Segment Start: DATA RECORDS
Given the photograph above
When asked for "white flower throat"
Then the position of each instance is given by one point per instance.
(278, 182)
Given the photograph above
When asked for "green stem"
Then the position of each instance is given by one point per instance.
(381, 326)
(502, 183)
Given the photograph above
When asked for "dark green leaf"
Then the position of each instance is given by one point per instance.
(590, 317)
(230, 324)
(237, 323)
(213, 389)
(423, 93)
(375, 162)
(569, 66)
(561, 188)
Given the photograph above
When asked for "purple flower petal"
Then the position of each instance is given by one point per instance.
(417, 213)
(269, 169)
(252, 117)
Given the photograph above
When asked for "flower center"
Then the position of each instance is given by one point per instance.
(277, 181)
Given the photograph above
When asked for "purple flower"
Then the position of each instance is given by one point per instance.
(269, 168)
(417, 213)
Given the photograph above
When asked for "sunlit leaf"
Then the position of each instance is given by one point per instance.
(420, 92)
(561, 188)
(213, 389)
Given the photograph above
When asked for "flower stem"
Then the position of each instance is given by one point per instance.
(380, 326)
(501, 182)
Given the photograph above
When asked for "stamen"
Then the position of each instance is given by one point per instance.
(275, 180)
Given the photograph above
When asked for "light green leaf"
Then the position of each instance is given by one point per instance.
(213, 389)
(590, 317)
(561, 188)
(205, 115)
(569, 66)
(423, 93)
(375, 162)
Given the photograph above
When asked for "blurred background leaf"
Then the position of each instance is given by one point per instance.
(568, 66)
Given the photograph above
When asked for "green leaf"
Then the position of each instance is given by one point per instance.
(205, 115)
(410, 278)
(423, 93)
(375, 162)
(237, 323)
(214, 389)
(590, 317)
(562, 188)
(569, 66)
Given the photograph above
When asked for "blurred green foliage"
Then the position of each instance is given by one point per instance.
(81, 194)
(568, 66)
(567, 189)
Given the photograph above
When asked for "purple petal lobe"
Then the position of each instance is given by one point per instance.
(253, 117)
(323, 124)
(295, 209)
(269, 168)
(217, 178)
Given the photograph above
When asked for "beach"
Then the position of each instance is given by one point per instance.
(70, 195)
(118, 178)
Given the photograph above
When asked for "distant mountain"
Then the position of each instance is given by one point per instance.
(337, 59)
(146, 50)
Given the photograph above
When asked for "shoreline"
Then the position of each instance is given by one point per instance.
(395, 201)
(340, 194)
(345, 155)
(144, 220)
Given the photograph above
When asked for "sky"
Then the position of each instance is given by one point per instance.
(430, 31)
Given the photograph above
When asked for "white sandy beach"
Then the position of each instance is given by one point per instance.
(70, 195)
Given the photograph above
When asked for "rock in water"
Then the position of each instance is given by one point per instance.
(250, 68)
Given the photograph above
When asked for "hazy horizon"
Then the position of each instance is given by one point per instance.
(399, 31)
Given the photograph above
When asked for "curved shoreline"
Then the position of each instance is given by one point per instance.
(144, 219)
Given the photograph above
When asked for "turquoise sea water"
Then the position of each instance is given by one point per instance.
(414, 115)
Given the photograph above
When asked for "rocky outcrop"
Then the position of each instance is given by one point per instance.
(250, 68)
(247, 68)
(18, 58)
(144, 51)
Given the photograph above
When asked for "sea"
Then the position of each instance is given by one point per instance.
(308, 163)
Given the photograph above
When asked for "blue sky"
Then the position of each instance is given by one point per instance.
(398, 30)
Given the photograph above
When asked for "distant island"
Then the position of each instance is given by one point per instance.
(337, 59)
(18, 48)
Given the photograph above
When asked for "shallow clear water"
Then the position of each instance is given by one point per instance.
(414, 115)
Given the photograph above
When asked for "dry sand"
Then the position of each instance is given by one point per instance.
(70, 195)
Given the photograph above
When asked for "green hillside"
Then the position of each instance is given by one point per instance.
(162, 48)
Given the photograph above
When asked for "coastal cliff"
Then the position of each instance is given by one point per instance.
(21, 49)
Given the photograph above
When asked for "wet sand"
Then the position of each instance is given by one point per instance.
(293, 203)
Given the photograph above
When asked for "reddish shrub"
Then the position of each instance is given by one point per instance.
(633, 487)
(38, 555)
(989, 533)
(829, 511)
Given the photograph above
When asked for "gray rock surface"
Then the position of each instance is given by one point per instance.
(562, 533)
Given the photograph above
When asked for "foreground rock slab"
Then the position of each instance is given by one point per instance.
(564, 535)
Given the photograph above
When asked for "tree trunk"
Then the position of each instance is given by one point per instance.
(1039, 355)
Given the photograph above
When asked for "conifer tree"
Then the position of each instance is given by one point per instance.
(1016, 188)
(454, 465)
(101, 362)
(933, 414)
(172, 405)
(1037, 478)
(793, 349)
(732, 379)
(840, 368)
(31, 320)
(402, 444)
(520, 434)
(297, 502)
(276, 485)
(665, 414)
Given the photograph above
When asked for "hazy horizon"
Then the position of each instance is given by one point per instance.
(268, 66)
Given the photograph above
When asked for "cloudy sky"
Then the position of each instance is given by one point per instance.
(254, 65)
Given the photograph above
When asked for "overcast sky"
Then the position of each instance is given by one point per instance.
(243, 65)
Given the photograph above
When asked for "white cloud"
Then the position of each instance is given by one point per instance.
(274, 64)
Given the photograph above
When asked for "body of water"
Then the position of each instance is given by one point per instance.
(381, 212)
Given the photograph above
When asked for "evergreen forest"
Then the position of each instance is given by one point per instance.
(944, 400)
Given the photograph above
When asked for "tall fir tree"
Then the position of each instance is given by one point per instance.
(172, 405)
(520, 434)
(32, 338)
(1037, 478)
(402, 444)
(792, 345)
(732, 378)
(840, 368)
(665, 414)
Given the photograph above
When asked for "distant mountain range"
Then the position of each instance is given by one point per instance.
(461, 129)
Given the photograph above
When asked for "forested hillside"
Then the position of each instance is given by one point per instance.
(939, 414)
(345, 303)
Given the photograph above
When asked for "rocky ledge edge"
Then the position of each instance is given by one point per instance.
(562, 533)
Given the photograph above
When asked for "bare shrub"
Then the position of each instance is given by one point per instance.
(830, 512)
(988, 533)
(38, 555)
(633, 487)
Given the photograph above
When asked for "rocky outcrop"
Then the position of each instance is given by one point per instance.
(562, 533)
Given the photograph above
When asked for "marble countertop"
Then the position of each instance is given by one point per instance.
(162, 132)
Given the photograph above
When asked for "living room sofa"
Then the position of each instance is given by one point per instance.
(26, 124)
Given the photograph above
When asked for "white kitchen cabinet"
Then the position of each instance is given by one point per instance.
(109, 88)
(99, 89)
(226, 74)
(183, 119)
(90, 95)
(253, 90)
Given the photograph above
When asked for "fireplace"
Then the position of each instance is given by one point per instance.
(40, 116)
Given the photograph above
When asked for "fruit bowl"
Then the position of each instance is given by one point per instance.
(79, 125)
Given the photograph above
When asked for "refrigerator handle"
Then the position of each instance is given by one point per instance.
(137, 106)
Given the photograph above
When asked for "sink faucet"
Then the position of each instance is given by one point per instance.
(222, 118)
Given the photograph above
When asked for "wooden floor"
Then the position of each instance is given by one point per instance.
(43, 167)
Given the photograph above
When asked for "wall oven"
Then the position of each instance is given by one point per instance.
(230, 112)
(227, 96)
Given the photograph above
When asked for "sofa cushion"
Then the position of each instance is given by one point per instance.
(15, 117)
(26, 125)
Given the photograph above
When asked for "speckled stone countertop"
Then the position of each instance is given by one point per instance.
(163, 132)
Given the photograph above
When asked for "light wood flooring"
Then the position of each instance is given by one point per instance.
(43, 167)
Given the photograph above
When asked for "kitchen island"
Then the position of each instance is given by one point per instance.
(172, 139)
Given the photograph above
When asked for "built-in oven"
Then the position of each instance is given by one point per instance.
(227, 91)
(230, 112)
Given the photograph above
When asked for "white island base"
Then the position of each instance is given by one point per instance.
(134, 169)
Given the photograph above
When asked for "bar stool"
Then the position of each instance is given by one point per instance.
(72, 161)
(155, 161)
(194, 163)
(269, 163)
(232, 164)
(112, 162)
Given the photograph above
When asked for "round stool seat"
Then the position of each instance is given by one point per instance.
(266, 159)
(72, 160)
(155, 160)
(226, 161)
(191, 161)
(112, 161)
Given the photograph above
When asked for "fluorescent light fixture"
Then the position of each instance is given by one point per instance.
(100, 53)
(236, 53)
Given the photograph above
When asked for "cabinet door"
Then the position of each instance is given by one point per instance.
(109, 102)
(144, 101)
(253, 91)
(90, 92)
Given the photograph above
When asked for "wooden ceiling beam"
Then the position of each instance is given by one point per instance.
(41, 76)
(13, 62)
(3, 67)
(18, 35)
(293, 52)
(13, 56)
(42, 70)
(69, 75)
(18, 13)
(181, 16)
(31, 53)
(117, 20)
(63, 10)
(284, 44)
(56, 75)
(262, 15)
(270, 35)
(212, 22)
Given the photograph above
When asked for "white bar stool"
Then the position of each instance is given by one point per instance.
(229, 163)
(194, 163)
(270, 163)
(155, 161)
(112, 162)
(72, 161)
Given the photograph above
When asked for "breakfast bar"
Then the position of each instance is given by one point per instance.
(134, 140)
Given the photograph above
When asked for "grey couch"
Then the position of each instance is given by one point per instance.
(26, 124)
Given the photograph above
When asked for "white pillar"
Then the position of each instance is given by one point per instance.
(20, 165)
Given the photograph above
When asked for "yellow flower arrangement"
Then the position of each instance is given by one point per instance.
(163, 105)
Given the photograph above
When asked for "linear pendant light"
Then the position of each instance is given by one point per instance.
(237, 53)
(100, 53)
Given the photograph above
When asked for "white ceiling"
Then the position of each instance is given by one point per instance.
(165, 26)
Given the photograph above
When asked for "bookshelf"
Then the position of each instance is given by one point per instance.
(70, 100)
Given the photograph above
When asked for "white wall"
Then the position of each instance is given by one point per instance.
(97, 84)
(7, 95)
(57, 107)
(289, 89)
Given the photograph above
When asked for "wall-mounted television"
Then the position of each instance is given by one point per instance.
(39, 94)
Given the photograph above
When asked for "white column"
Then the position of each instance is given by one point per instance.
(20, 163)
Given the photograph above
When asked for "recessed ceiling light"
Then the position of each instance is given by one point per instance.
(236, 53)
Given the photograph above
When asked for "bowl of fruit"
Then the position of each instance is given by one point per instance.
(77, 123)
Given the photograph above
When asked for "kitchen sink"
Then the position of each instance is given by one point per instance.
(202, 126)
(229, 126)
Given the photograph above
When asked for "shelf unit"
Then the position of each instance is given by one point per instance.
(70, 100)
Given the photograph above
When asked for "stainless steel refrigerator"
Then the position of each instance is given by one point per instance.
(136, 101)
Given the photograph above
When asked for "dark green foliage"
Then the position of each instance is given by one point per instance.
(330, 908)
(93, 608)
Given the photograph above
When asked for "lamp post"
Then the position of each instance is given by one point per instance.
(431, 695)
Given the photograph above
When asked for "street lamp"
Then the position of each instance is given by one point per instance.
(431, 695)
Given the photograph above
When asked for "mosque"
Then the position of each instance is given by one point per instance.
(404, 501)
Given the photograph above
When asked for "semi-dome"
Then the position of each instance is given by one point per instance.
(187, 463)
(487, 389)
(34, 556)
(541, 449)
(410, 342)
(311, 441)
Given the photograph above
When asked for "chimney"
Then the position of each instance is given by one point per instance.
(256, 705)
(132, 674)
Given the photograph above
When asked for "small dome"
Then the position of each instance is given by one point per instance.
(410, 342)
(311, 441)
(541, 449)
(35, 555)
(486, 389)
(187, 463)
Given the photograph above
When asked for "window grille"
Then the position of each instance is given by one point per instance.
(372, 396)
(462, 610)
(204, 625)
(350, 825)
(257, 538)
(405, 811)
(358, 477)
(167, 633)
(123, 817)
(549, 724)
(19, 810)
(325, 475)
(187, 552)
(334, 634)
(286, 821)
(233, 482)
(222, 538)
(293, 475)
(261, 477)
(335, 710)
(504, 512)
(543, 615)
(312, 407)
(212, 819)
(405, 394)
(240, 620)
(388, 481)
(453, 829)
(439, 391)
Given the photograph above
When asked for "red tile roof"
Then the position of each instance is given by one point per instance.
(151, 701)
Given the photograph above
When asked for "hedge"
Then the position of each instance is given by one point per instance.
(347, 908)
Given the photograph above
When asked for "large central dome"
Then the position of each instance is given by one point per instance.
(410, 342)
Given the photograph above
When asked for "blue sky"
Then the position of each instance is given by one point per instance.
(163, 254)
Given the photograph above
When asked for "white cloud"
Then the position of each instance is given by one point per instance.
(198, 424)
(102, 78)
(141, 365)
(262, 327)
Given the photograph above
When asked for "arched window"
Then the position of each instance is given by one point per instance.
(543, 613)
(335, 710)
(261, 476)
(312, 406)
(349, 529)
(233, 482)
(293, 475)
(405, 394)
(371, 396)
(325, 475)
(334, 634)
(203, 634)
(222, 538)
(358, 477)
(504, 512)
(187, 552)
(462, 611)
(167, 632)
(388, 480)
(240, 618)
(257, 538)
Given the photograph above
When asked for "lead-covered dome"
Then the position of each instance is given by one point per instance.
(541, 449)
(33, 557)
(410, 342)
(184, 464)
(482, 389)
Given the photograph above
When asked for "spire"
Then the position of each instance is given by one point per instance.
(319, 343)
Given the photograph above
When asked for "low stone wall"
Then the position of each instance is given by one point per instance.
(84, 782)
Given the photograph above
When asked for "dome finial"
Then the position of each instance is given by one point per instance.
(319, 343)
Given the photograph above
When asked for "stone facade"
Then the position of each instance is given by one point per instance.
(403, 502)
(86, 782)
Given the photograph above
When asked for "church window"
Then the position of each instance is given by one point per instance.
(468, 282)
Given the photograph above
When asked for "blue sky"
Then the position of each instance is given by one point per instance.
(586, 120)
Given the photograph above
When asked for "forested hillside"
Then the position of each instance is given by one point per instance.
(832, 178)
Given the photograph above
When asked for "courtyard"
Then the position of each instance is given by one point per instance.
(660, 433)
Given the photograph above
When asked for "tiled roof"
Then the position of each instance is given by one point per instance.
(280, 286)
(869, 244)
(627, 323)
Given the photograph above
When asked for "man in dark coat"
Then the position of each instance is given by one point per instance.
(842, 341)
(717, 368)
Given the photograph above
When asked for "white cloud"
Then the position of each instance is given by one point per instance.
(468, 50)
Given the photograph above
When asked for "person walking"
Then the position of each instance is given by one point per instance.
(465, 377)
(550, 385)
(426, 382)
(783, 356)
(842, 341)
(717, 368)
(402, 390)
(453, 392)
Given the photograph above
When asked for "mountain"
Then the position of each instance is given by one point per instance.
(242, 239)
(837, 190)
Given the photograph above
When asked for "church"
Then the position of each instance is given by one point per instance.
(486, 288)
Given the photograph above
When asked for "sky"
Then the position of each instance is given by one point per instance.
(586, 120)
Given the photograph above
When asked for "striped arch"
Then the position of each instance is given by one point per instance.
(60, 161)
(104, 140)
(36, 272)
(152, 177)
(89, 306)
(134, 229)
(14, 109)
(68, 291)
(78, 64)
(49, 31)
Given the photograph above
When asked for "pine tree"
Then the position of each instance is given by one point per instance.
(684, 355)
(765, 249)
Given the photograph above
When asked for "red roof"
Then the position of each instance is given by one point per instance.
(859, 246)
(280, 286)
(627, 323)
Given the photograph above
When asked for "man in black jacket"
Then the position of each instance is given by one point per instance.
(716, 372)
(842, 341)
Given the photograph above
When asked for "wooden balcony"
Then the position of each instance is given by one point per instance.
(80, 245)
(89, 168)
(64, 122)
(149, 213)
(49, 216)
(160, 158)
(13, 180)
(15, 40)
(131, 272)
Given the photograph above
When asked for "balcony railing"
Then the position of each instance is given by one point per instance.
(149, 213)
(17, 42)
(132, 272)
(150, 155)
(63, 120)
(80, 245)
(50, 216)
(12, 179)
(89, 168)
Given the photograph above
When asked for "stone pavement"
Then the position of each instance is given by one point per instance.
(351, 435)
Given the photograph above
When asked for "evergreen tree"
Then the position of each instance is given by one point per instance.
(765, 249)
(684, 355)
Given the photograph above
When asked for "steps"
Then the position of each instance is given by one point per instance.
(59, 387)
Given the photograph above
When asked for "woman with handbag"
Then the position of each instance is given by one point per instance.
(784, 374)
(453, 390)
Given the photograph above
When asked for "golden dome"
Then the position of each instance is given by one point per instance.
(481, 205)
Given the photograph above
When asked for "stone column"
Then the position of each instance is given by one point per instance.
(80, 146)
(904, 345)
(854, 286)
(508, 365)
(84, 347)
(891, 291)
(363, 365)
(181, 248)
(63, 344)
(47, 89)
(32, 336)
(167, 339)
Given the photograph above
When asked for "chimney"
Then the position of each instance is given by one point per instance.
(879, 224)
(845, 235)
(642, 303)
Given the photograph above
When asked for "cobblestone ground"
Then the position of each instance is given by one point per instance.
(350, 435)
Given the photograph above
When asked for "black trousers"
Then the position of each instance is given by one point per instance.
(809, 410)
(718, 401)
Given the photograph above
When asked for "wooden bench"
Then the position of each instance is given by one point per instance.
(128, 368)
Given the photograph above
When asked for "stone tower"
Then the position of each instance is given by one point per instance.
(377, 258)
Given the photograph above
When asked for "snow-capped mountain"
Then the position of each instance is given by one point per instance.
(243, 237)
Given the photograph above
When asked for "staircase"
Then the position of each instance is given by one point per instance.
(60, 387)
Segment End: DATA RECORDS
**TASK ITEM**: Check each line of the data above for the word "countertop" and say how many lines have it. Give the number alone.

**YOUR SOLUTION**: 2